**Aim of the exercise**
Answer these questions using the article on "The Little Things" below.
1. Which streaming service is showing the film day-and-date with theaters?
2. What is the name of the character Jared Leto plays?
3. According to Leto, for how many episodes do people enjoy staying connected and committed?

**Page extract**
————

“The Little Things” is a throwback to the serial killer movies of the 1990s like “Se7en” and “The Silence of the Lambs,” the kinds of morally complicated, mid-budget, adult entertainments that Hollywood doesn’t make anymore. Jared Leto, who plays the film’s spooky villain opposite detectives Denzel Washington and Rami Malek, talked to IndieWire about why that’s the case.
“It comes down to a financial decision by the studios,” said Leto. “They think they can just make so much more money with the bigger event movies. They found that for television, if they can do something that’s episodic, then people still enjoy those kinds of stories. I’m not saying they should stop making movies like ‘The Little Things,’ but I do think if you talk about like [the HBO show] ‘The Undoing,’ people like to spend more time with those characters. And there’s less stigma going back and forth from television to film.”
“The Little Things” is one of the 17 Warner Bros. 2021 titles going day-and-date on HBO Max and in available theaters. It exists in the weird COVID-era gray area of visual storytelling in which movies meant for massive theatrical bows can now be enjoyed from home alongside TV episodes.
In writer-director John Lee Hancock’s film, Leto is Albert Sparma, a creepy introvert who may or may not be a killer of women, and he’s being stalked by Washington and Malek playing two broken-down cops with demons of their own. It’s the sort of ambitious crime story that, in the 21st century, you’d expect to see on TV.
“Who would have thought five or 10 years ago, we would’ve thought people would just want to watch shorter forms of content. The opposite is true. People do enjoy a TikTok, but they also enjoy being connected and committed for eight to 10 episodes,” Leto said. But he’s also hoping that the pandemic’s shutdown of theaters reinvigorates moviegoing.
Rami Malek and Jared Leto in “The Little Things”
Warner Bros/Courtesy Everett Collection
“Maybe we’ll see post-COVID that people have a desire to watch different types of films, but my point [isn’t] that they should all just be comic-book movies, but the studios look at the size of the budgets and what compels people to get into the theater and what’s worth their time and energy, and it probably makes more sense to spend $200 million and make a billion than it is to spend $30 million and make $80 [million]. I’m not saying that’s my business plan. It’s just maybe their business plan,” he said.

————

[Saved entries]
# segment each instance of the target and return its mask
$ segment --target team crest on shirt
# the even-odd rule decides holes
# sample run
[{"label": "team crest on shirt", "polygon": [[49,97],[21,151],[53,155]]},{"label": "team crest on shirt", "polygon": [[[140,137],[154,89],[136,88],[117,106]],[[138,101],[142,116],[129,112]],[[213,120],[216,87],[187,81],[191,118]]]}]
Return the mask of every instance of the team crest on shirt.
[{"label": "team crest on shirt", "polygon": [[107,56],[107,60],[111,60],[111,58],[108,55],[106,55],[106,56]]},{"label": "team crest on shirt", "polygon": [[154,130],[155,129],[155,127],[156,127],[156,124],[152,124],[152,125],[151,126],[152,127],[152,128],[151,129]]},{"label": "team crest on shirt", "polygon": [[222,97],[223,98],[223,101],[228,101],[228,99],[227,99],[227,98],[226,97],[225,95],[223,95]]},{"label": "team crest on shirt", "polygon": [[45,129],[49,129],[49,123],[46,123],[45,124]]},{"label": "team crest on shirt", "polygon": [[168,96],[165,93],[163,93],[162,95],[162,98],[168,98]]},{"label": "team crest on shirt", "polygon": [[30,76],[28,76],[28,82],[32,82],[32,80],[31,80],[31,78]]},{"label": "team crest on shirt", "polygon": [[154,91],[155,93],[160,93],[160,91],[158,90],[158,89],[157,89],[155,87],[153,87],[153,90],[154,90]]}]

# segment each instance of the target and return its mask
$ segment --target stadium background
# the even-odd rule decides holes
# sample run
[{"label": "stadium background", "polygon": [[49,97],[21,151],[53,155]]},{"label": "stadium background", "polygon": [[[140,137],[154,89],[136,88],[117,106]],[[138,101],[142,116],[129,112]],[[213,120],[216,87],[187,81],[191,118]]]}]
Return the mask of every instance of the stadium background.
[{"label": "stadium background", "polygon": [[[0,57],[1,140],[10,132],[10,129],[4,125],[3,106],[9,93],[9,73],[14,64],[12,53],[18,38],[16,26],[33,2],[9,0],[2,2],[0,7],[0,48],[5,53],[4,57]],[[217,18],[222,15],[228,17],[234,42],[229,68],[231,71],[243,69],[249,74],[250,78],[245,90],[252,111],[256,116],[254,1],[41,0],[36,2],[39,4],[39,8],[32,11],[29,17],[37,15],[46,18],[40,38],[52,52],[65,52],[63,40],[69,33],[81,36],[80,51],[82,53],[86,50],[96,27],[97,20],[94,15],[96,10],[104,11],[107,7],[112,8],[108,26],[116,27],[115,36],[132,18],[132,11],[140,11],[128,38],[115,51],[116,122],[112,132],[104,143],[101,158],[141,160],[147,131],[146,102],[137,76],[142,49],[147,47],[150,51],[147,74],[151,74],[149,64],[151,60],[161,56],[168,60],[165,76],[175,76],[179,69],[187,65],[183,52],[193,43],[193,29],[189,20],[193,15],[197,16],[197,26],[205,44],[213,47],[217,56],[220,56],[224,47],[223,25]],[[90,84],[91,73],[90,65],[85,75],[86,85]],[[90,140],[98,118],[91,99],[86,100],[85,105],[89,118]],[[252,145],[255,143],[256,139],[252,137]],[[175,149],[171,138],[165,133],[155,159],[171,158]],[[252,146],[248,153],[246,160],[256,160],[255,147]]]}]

————

**Result of the task**
1. HBO Max
2. Albert Sparma
3. Eight to 10 episodes